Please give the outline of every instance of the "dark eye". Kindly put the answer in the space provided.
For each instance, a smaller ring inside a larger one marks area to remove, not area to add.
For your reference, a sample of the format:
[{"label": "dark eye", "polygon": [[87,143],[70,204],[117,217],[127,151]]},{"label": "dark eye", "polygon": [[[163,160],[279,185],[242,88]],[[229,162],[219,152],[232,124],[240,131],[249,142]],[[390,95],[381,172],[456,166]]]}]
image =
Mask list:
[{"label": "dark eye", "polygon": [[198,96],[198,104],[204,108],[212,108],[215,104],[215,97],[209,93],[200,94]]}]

***

TASK REQUIREMENTS:
Recast the lines above as a two-column CSV with the header instruction,output. Give one row per block, with the block's text in the instruction field and its answer in the output field, each field quoted and with line breaks replaced by spaces.

SOLUTION BELOW:
instruction,output
"Please give the outline of every instance of the ""dark eye"". Kindly put the answer in the space provided. For each instance, a smaller ring inside a larger one marks area to remove, not area to add. For your reference, a sample of the format: [{""label"": ""dark eye"", ""polygon"": [[87,143],[70,204],[117,217],[127,151]]},{""label"": ""dark eye"", ""polygon"": [[[163,160],[279,185],[242,88]],[[229,162],[219,152],[232,124],[240,131],[249,142]],[[390,95],[381,172],[456,166]]]}] image = Mask list:","[{""label"": ""dark eye"", ""polygon"": [[198,96],[198,104],[204,108],[212,108],[215,104],[215,97],[209,93],[200,94]]}]"